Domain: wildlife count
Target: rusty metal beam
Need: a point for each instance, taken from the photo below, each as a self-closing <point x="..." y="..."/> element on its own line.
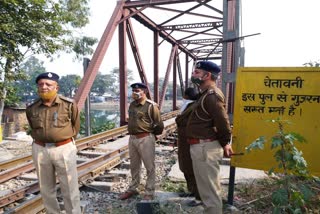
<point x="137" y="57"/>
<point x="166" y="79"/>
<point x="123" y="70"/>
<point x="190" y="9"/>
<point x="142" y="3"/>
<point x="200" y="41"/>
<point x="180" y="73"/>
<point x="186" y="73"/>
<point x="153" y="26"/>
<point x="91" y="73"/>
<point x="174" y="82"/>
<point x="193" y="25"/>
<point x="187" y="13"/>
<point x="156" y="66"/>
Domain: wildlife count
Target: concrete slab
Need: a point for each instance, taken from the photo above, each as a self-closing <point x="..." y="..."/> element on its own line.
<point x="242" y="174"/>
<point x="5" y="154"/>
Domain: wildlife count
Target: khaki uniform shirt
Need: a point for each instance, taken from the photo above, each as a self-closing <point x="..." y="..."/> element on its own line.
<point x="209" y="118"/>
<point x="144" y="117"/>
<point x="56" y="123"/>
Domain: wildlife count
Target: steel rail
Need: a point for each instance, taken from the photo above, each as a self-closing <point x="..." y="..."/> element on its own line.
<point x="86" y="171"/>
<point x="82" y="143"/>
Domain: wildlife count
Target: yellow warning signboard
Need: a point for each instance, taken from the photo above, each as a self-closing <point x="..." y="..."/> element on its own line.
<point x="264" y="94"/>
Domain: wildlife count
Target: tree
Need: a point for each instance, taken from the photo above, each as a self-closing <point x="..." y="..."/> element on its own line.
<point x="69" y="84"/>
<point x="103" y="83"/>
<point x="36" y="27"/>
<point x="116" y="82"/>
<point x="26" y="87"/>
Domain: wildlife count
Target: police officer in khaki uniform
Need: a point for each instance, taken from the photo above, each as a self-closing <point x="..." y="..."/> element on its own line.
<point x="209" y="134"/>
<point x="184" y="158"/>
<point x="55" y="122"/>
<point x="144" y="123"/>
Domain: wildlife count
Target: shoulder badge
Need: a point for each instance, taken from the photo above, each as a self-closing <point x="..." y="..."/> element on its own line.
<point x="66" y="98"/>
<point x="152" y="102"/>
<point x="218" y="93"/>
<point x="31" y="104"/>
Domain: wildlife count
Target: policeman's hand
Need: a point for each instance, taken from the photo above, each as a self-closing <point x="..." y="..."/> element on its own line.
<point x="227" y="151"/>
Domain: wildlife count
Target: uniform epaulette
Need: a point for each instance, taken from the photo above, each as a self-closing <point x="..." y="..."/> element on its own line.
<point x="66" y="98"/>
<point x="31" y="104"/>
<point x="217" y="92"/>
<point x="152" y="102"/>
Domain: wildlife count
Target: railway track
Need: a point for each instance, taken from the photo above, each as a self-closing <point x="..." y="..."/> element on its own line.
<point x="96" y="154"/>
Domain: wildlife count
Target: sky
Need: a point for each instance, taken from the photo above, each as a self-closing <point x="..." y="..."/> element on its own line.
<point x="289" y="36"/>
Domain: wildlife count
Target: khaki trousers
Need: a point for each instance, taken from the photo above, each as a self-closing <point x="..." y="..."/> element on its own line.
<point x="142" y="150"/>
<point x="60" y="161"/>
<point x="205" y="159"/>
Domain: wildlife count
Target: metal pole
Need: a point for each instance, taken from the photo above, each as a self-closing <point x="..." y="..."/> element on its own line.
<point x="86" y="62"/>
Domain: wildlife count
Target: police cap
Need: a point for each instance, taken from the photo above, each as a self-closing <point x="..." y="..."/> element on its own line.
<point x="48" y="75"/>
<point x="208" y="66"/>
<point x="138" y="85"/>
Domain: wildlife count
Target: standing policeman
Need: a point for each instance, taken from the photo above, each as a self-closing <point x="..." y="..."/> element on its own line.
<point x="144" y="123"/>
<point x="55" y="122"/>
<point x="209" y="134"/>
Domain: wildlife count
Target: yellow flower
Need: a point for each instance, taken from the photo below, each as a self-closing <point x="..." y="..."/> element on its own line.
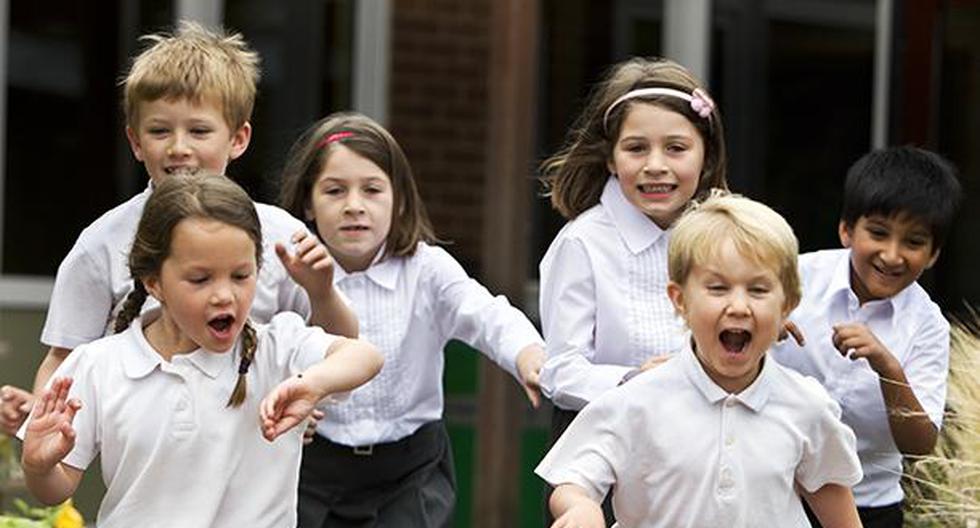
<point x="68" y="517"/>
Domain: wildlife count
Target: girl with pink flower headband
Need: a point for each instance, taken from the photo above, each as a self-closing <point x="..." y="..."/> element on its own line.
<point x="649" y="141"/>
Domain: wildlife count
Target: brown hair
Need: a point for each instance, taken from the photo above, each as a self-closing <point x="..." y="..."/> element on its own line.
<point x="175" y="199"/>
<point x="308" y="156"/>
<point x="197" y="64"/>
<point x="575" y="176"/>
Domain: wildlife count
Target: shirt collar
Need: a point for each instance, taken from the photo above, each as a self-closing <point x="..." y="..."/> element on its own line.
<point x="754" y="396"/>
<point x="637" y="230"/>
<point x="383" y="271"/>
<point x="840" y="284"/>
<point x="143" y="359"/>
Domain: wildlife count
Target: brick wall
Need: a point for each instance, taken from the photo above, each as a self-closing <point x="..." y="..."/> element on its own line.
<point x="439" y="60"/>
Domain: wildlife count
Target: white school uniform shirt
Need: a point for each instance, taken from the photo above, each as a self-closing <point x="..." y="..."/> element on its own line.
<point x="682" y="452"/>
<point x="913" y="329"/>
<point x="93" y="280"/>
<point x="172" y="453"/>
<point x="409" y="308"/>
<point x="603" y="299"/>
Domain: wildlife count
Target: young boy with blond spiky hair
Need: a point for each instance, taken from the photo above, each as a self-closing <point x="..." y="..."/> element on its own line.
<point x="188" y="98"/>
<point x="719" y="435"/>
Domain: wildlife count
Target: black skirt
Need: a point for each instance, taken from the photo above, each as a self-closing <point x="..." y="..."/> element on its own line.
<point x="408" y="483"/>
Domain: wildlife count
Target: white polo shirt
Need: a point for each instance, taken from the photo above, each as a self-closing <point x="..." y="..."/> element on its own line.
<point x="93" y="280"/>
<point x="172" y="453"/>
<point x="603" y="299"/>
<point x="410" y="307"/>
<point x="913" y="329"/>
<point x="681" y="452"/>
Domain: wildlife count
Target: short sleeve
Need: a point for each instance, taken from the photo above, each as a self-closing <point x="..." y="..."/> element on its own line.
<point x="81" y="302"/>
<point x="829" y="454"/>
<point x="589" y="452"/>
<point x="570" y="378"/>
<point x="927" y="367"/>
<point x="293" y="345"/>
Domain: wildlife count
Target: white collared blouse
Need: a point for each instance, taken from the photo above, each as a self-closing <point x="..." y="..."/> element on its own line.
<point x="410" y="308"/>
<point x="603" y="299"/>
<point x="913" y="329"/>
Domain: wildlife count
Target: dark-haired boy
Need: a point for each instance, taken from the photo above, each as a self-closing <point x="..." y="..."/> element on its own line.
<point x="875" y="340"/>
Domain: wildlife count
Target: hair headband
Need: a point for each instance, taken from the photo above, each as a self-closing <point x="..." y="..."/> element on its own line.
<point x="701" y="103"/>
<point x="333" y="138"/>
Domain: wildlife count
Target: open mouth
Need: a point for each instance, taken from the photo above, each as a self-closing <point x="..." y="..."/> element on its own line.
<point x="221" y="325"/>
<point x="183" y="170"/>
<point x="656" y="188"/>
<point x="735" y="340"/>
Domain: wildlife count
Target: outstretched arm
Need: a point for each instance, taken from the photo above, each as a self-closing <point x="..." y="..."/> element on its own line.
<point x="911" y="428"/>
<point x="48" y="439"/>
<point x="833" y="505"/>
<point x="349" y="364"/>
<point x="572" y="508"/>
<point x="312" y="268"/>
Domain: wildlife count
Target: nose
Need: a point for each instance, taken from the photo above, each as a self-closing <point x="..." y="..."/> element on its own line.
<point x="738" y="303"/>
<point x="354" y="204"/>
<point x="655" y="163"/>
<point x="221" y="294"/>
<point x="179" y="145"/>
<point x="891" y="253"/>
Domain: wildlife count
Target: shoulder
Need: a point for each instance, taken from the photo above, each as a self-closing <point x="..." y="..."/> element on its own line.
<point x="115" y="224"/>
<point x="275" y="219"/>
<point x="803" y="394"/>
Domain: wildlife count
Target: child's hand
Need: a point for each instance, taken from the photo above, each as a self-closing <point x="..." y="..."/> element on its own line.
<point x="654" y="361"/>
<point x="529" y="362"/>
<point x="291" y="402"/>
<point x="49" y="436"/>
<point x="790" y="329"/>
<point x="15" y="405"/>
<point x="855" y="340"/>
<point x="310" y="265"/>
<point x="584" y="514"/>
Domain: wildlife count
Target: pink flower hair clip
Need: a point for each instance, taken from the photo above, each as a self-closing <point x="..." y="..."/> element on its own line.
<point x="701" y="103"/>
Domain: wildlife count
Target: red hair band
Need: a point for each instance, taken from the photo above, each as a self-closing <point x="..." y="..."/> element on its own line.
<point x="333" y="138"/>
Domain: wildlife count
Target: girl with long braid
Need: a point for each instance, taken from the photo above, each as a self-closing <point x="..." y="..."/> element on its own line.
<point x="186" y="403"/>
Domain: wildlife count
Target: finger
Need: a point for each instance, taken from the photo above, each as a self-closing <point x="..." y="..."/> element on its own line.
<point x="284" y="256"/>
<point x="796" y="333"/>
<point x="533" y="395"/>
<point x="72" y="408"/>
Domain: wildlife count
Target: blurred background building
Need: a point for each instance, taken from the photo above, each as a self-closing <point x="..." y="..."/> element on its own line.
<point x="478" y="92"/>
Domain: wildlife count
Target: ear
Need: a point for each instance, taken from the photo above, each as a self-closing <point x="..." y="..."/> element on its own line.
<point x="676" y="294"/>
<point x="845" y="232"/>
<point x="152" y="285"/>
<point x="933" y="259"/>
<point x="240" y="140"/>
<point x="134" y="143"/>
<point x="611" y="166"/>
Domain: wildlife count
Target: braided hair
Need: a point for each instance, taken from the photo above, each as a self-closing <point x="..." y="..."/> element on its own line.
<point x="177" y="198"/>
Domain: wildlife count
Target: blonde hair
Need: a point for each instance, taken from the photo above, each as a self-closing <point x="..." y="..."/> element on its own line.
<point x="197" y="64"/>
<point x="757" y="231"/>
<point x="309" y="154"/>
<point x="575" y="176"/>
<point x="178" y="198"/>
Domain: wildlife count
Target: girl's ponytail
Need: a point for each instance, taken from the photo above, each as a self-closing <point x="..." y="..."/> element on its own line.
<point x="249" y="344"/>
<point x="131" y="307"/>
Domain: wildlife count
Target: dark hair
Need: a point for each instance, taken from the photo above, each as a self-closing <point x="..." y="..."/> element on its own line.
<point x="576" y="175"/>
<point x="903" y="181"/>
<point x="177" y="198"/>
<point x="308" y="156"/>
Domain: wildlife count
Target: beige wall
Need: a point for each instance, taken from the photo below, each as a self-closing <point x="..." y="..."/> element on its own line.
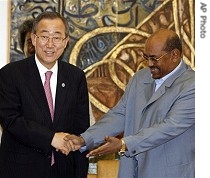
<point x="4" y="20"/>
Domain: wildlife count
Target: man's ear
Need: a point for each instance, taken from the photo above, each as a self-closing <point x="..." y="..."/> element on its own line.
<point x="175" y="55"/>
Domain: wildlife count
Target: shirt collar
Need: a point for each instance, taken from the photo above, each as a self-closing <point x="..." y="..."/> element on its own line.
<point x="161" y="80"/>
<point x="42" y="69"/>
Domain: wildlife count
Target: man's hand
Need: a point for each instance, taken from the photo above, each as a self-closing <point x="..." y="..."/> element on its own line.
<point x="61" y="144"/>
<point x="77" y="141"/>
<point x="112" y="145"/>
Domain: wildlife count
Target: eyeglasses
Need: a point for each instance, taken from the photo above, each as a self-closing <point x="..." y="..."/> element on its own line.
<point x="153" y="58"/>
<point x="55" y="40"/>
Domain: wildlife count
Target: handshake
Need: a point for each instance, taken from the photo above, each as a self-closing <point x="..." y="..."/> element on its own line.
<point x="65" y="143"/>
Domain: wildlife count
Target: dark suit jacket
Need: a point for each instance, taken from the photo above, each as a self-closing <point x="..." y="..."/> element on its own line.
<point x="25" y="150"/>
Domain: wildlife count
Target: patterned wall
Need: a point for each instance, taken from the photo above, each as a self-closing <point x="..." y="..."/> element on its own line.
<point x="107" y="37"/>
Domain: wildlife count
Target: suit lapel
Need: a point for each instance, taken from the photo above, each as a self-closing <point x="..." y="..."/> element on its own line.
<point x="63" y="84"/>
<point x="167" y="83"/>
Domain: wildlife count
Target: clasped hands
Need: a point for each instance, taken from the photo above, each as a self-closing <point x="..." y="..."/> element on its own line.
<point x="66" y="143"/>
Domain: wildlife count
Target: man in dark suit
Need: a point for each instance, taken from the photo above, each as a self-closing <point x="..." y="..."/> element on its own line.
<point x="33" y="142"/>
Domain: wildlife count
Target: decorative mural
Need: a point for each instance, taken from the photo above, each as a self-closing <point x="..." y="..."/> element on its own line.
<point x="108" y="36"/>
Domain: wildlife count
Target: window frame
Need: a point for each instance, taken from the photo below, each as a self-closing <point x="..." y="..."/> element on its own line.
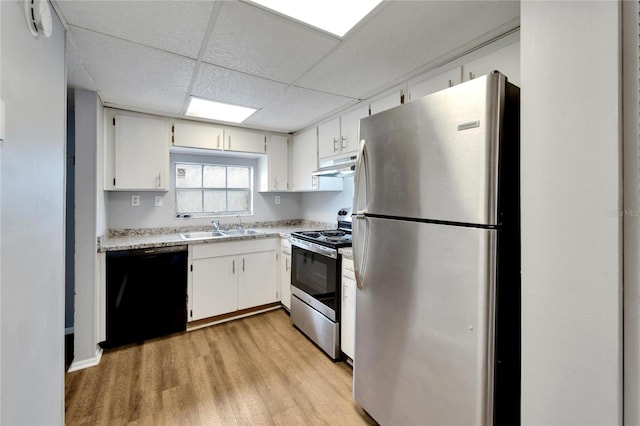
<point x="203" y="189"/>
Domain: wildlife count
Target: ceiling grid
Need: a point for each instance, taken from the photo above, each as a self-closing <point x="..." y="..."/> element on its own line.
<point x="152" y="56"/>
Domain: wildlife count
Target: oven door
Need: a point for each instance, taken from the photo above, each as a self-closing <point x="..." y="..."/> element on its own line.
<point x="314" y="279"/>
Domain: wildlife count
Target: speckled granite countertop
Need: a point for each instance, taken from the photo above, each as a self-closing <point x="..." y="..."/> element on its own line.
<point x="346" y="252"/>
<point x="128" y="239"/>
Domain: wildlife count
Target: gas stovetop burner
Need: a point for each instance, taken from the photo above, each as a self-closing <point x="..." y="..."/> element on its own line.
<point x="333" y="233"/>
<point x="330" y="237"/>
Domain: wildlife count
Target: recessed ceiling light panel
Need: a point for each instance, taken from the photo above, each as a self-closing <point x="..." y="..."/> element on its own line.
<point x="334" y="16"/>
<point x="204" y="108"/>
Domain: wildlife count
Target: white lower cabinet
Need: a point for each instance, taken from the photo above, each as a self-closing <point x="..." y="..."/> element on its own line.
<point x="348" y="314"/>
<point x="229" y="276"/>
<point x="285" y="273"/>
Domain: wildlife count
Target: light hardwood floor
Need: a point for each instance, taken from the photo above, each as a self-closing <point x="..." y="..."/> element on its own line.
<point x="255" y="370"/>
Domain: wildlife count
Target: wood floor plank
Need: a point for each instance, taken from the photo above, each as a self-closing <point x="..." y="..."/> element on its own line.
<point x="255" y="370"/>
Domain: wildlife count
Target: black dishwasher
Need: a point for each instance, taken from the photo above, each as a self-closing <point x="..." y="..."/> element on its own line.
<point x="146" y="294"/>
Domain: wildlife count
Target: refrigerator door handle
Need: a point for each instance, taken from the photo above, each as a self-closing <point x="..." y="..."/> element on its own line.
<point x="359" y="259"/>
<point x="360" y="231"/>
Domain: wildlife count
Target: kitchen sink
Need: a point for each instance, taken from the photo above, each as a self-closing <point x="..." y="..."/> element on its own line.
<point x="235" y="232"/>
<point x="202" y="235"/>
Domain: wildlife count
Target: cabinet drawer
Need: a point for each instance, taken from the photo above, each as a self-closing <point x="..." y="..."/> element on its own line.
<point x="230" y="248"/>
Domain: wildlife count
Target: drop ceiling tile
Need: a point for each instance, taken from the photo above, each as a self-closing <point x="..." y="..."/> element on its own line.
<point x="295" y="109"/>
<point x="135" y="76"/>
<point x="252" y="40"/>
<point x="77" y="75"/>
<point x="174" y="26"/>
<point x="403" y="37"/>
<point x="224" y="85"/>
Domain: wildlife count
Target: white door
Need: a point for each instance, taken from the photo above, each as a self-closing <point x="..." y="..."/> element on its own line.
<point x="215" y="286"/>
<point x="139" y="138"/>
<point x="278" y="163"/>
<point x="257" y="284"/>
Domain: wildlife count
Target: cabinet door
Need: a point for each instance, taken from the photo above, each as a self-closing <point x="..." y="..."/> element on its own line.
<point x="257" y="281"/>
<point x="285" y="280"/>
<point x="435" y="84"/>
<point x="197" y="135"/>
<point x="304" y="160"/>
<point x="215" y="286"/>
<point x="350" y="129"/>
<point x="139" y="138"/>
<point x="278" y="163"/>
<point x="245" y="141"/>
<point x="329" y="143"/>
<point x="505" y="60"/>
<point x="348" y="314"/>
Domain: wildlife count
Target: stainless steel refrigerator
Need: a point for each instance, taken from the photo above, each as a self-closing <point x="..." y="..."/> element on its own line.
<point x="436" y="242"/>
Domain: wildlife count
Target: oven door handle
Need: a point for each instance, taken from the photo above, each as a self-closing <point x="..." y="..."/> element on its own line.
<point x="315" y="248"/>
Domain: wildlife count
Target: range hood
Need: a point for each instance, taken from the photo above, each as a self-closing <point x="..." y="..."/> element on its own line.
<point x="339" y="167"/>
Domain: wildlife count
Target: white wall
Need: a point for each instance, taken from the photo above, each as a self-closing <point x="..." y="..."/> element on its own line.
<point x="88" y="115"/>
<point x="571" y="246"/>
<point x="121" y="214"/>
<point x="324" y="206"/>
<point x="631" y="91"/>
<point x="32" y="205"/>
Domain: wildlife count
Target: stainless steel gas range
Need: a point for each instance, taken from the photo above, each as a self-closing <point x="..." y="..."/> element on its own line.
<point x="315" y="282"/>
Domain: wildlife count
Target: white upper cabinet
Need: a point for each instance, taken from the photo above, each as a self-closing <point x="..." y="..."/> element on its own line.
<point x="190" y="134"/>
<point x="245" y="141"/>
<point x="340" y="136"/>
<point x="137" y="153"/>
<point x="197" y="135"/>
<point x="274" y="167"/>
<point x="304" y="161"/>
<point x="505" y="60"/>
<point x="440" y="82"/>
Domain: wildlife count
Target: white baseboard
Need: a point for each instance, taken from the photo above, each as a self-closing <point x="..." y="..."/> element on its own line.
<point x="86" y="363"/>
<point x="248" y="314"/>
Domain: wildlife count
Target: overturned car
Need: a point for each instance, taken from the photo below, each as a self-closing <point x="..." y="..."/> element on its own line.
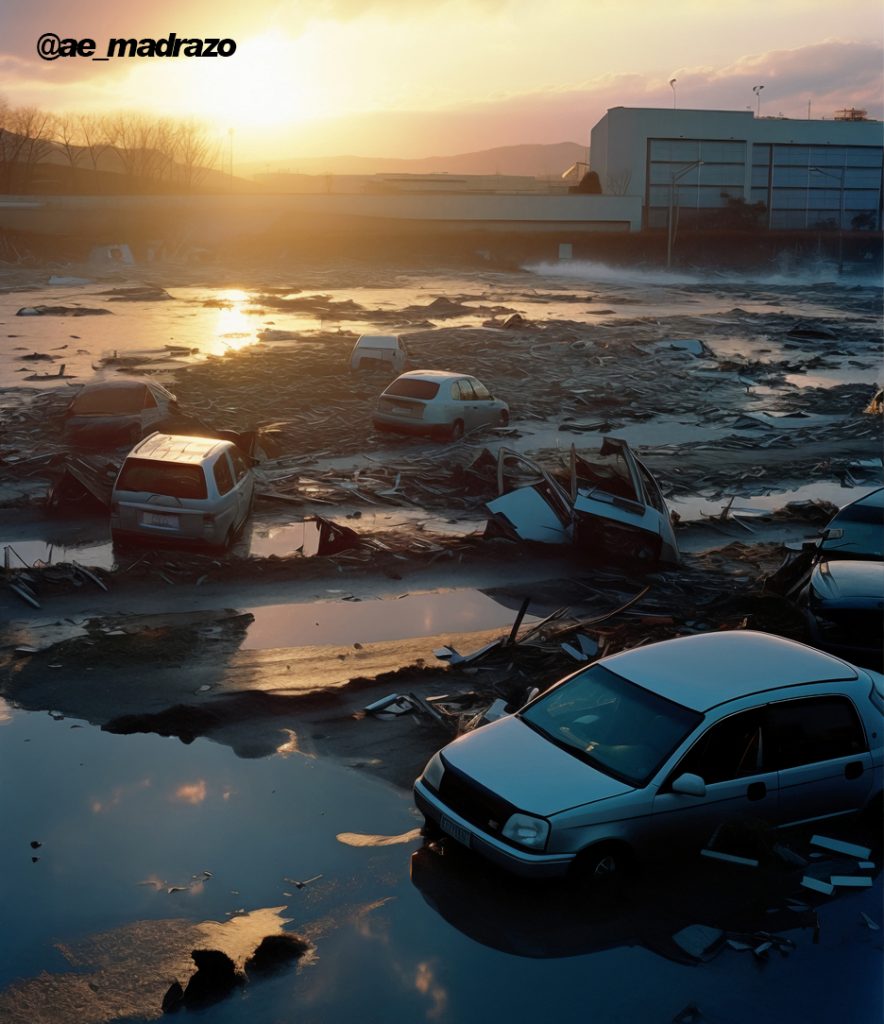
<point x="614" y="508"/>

^^^^^^^^^^^^^^^^

▸ **Written instruction**: Tally the lines in the items above that contain the word "metal", matching case exactly. Reply with the number alone.

▸ **Result of this task**: 2